- **TEXTE ÉTUDIÉ**:
——————

Si j'aime bien avoir un bain d'hémoglobyne dans la rétine de temps en temps, j'ai pourtant peu d'expérience dans le body horror pur jus. The Substance est arrivé comme un éclair dans la nuit, annoncé comme la nouvelle perle du cinéma d'horreur...signée de la main d'une française en plus !


On y suit l'histoire de Elizabeth Sparkle, ancienne actrice ayant perdu sa popularité d'antan. Un beau jour, elle reçoit une publicité pour la Substance, un produit miracle qui créer un individu amélioré à partir des cellules du consommateur. Elle croit d'abord que sa vie a retrouvé un sens, mais il s'avère rapidement qu'avoir une double-identité est un chose compliqué, surtout quand les deux versions d'elle se haïssent.


Je ne suis pas grand spécialiste du cinéma d'horreur français mais celui-ci m'a...plu ! Une excellente surprise qui n'a pas usurpé sa renommée explosive !


Mais ce qu'il faut reconnaître tout de suite, c'est que l'oeuvre de Coralie Fargeat emprunte BEAUCOUP aux maîtres du cinéma fantastique.

Vous savez, j'ai souvent réfléchi à cet espèce de fantasme qui est : "Quel serait le film parfait ?" en s'inspirant de la patte de plusieurs cinéastes. Eh bien si vous aimez David Cronenberg, Stanley Kubrick, Terry Gilliam, et David Lynch, alors The Substance risque de vous faire bander, et pas qu'un peu.

Entre les décors tout droit sortis de Shining et de 2001, les maquillages charnels et monstrueux, la Los Angeles de Lynch, les plans en fisheye qui sont des miroirs de plans de Brazil, et des tas d'autres échos à des classiques du cinéma de genre, il est facile de trouver des similitudes avec des oeuvres unanimenent connues des spectateurs. Pour moi ces choix ne sont pas du plagiat facile, car le film parvient à trouver sa propre identité; en puisant dans le meilleur du cinéma de genre, il y ajoute une réflexion contemporaine et un point de vue de cinéphile plutôt qu'un point de vue de théoricien.

——————

- **INFORMATIONS EXTRAITES**:

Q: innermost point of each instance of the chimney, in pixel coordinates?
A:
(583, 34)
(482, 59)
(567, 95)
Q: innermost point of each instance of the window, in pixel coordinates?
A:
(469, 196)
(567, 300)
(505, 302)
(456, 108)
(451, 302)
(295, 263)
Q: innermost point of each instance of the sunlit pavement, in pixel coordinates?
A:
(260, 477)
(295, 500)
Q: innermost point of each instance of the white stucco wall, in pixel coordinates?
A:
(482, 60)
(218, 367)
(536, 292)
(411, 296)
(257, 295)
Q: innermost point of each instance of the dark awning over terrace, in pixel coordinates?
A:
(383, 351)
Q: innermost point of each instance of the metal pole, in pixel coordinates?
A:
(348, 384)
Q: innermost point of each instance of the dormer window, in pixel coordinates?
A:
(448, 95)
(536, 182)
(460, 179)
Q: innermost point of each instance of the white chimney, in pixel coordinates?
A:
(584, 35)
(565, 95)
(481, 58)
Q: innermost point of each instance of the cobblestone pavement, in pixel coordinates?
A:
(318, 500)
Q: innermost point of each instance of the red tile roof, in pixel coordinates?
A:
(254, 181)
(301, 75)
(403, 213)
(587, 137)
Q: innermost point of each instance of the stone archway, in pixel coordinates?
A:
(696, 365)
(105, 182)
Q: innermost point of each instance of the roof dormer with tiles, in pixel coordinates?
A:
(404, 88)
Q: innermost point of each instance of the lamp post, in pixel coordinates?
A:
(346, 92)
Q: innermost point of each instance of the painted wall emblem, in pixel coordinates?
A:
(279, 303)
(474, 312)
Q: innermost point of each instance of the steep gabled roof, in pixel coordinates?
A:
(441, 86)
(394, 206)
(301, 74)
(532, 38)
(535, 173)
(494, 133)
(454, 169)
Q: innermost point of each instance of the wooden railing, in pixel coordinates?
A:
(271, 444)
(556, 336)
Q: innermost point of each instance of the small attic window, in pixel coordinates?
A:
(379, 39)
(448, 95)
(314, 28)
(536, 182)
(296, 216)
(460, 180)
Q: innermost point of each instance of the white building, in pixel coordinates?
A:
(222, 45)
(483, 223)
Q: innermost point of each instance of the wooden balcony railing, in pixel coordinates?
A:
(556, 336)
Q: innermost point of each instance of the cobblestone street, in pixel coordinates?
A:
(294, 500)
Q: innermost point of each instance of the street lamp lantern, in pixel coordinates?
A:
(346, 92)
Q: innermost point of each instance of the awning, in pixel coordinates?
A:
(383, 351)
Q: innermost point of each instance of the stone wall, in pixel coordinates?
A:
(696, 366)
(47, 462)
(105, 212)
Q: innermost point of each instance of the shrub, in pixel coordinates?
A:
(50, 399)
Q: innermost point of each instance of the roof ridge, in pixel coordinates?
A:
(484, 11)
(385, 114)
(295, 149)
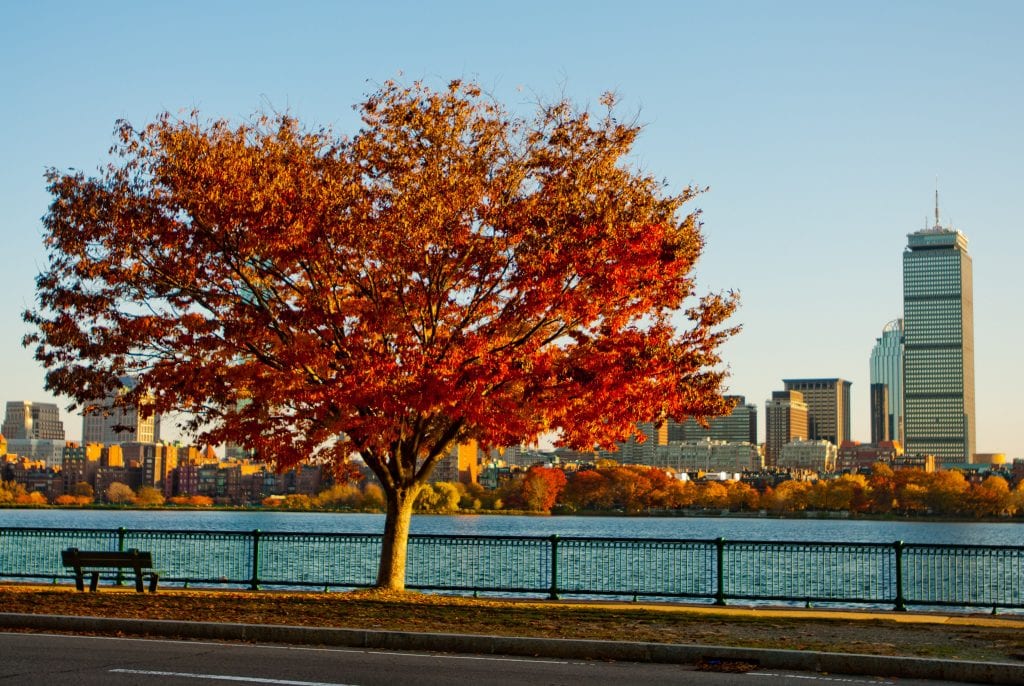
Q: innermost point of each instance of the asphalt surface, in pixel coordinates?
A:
(47, 659)
(761, 660)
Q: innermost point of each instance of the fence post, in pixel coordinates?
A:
(254, 582)
(554, 567)
(720, 572)
(121, 549)
(900, 604)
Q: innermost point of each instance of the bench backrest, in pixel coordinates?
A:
(73, 557)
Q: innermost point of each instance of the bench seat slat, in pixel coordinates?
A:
(93, 560)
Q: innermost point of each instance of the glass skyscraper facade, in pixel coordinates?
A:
(887, 370)
(938, 331)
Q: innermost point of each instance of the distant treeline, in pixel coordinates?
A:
(636, 489)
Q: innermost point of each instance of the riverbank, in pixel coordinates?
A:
(658, 514)
(973, 637)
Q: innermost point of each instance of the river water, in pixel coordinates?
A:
(734, 528)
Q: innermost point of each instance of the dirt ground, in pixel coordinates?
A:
(945, 636)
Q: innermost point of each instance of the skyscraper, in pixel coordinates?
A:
(938, 330)
(27, 420)
(827, 408)
(111, 425)
(887, 370)
(738, 426)
(785, 420)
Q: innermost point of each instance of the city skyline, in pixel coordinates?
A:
(819, 130)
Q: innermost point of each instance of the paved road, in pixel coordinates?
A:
(27, 659)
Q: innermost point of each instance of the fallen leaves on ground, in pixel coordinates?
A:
(423, 612)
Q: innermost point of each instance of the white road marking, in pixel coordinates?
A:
(271, 646)
(226, 677)
(837, 680)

——————

- **CONSIGNES**:
(1) Reprenez mot pour mot le passage de la critique de The Substance qui commence aux mots "On y suit l'histoire" et s'arrête après les mots "renommée explosive !".
(2) Répondez brièvement à ces questions sur la critique de The Substance :
(a) Comment s'appelle l'ancienne actrice dont le film suit l'histoire ?
(b) Quelle réalisatrice la critique nomme-t-elle ?
(c) De quels films les décors semblent-ils tout droit sortis ?
(3) Dans la critique de The Substance, transformez en liste le paragraphe qui commence par "On y suit l'histoire" en gardant ses faits principaux.
Ce matériel ne sert à rien pour la suite.

- **RÉPONSES**:
(1)
On y suit l'histoire de Elizabeth Sparkle, ancienne actrice ayant perdu sa popularité d'antan. Un beau jour, elle reçoit une publicité pour la Substance, un produit miracle qui créer un individu amélioré à partir des cellules du consommateur. Elle croit d'abord que sa vie a retrouvé un sens, mais il s'avère rapidement qu'avoir une double-identité est un chose compliqué, surtout quand les deux versions d'elle se haïssent.


Je ne suis pas grand spécialiste du cinéma d'horreur français mais celui-ci m'a...plu ! Une excellente surprise qui n'a pas usurpé sa renommée explosive !

(2)
(a) Elizabeth Sparkle.
(b) Coralie Fargeat.
(c) De Shining et de 2001.

(3)
- Elizabeth Sparkle est une ancienne actrice qui a perdu sa popularité.
- Elle reçoit une publicité pour la Substance, un produit miracle qui crée une version améliorée de la personne à partir de ses propres cellules.
- Au début, elle pense que sa vie a retrouvé un sens.
- Elle découvre vite qu'avoir une double identité est compliqué, surtout parce que ses deux versions se détestent.